**** PASSAGE PROVIDED
Green and brownish shrubs on a hill overlooking a blue ocean and an island in the background, under a nearly cloudless blue sky

Wildlife Conservation Board Funds Environmental Improvement and Acquisition Projects

At its March 7 quarterly meeting, the Wildlife Conservation Board (WCB) approved approximately $8 million in grants to help restore and protect fish and wildlife habitat throughout California. Some of the 21 approved projects will benefit fish and wildlife — including some endangered species — while others will provide public access to important natural resources. Several projects will also demonstrate the importance of protecting working landscapes that integrate economic, social and environmental stewardship practices beneficial to the environment, landowners and the local community.

Funding for these projects comes from a combination of sources including the Habitat Conservation Fund and bond measures approved by voters to help preserve and protect California’s natural resources.

Funded projects include:

  • A $680,000 acquisition in fee of approximately 32 acres of land as an expansion to the California Department of Fish and Wildlife (CDFW) Battle Creek Wildlife Area for the protection of terrestrial and aquatic habitats supporting salmonid species, to enhance habitat linkages and connectivity, and to provide future wildlife-oriented public use opportunities near Anderson in Shasta County.
********
**** THE RECORDS
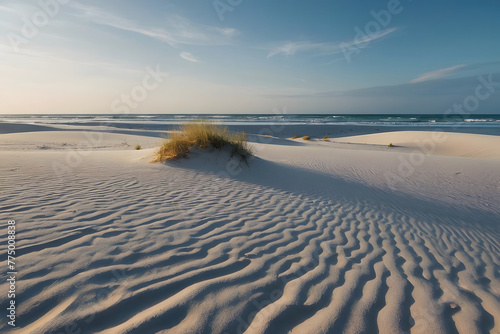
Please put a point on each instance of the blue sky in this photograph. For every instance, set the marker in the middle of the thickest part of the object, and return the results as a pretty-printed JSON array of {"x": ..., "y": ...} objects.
[{"x": 248, "y": 56}]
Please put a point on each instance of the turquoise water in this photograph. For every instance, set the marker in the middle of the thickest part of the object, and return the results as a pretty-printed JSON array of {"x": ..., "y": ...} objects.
[{"x": 380, "y": 120}]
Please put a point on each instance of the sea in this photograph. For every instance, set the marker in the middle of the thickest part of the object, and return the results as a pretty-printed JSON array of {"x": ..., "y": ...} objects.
[{"x": 438, "y": 120}]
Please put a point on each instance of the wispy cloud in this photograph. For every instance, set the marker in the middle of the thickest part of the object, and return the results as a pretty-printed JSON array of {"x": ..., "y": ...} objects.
********
__EXERCISE A__: Copy from the Wildlife Conservation Board announcement the part that opens with the words "At its March" and closes with "California’s natural resources.".
__EXERCISE B__: Scale the records from the line containing "Please put a point on each instance of the turquoise" through the end of the records. Reproduce each of those lines, requests included, with every x and y coordinate in the answers multiplied by 1.6 and rounded to a whole number (halves round up), and return only those lines.

__WRITTEN REPLY A__:
At its March 7 quarterly meeting, the Wildlife Conservation Board (WCB) approved approximately $8 million in grants to help restore and protect fish and wildlife habitat throughout California. Some of the 21 approved projects will benefit fish and wildlife — including some endangered species — while others will provide public access to important natural resources. Several projects will also demonstrate the importance of protecting working landscapes that integrate economic, social and environmental stewardship practices beneficial to the environment, landowners and the local community.

Funding for these projects comes from a combination of sources including the Habitat Conservation Fund and bond measures approved by voters to help preserve and protect California’s natural resources.

__WRITTEN REPLY B__:
Please put a point on each instance of the turquoise water in this photograph. For every instance, set the marker in the middle of the thickest part of the object, and return the results as a pretty-printed JSON array of {"x": ..., "y": ...} objects.
[{"x": 608, "y": 192}]
Please put a point on each instance of the sea in this photograph. For every instance, set the marker in the middle of the thickest part of the object, and return the results as a pretty-printed JSON array of {"x": ..., "y": ...} objects.
[{"x": 701, "y": 192}]
Please put a point on each instance of the wispy cloud in this photograph. For every instance, set the marker in the middle of the thickest part of the object, and return the results as a pretty-printed JSON array of {"x": ..., "y": ...} objects.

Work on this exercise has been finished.